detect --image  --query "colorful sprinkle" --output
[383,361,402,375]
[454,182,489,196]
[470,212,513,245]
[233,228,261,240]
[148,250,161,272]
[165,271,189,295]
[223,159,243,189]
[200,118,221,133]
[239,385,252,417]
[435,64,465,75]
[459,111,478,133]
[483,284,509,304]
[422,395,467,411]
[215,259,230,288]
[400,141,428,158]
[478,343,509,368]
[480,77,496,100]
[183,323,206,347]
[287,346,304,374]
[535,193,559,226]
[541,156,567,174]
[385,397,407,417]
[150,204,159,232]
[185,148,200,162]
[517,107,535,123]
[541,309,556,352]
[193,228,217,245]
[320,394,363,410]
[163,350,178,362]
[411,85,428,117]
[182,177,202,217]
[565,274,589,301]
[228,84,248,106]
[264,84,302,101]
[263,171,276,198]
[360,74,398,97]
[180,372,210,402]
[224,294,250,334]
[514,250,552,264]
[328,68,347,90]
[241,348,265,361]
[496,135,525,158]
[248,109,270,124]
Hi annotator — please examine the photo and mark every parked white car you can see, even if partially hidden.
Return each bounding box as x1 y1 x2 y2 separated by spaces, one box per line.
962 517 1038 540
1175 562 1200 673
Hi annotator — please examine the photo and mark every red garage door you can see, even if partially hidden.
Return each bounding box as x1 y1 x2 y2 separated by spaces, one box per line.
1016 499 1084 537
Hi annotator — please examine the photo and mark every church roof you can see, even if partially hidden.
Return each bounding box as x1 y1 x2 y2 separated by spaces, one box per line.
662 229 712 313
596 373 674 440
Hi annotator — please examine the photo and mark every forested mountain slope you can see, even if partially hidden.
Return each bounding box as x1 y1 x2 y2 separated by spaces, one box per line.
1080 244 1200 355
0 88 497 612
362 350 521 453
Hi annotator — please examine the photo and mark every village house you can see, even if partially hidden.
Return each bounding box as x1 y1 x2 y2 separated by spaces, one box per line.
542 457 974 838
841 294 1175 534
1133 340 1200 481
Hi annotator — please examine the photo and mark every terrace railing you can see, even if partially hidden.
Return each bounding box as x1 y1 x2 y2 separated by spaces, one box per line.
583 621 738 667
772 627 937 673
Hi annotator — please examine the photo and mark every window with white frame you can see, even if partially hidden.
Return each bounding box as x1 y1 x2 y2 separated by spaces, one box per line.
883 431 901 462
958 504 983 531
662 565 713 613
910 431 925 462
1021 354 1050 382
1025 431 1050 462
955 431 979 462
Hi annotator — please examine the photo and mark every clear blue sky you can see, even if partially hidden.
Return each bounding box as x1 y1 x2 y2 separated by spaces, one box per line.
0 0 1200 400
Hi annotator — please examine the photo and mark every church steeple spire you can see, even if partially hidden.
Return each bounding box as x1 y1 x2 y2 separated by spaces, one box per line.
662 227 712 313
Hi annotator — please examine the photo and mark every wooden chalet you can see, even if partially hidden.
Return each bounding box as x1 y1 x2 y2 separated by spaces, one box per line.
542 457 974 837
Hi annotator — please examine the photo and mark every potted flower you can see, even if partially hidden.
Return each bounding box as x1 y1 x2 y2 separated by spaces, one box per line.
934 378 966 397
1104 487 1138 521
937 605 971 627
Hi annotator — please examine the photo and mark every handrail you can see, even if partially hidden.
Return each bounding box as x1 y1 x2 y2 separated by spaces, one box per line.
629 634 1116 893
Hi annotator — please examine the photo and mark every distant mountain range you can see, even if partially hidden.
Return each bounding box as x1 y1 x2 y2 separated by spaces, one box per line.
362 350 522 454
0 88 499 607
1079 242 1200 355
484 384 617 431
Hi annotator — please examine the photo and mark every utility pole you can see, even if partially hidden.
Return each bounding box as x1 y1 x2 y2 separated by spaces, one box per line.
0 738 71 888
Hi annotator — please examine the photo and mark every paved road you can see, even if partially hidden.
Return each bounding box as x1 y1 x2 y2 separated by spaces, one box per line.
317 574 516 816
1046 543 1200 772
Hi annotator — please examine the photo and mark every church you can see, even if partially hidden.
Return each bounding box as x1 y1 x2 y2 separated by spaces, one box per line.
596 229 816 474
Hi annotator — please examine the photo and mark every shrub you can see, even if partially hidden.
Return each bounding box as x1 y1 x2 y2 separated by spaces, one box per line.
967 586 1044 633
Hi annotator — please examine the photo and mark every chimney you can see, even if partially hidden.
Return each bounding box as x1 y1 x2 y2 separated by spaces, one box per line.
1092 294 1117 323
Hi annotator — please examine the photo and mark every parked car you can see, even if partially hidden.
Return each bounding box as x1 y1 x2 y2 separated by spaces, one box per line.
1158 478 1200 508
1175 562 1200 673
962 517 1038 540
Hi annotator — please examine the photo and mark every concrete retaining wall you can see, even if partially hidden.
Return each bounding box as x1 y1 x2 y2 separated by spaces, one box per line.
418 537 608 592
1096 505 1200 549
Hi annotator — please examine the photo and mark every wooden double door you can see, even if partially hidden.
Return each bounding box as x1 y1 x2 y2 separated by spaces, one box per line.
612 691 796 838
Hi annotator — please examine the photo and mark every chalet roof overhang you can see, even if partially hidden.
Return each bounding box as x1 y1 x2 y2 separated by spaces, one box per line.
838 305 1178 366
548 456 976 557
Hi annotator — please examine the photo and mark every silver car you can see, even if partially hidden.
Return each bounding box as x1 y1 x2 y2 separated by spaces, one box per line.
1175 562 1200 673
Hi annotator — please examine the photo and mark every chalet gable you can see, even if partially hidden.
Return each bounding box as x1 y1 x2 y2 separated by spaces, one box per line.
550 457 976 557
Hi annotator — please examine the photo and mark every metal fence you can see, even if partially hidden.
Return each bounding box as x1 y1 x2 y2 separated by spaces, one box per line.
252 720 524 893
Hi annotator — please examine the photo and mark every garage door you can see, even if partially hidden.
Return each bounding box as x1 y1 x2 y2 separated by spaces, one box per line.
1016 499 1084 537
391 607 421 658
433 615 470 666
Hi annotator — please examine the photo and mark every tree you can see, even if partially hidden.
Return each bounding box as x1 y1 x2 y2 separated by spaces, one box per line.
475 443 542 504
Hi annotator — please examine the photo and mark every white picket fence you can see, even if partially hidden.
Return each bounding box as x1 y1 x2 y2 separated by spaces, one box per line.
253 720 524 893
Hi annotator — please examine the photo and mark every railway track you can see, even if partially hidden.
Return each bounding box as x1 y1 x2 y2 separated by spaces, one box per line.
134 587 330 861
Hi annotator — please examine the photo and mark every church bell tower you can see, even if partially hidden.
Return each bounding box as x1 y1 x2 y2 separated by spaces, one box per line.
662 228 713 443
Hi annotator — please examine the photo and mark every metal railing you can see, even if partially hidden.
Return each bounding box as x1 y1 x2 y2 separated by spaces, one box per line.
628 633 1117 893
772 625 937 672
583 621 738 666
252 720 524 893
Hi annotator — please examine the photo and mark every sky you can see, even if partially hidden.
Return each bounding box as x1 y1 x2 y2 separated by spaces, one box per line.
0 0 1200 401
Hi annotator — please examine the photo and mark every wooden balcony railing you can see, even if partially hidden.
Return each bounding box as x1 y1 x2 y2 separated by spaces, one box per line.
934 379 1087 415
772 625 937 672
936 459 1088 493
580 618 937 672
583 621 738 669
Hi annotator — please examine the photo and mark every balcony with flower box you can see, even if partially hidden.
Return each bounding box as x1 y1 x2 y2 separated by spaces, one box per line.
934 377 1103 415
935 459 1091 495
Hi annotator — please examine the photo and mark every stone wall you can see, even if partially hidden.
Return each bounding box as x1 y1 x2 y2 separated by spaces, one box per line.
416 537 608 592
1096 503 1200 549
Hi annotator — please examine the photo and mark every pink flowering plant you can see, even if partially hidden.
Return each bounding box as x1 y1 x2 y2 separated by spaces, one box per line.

● ● ●

- [Task requirements]:
List every line of the material that contains the string "roof", treating uppercase and lowercase letters as different.

- [Task answer]:
Hi annotator — please examine the photo and mark every church roof you can see, even if partially hidden.
Hi annotator — please examine the photo and mark every chalet roof overhang you can see, even if partially hidden.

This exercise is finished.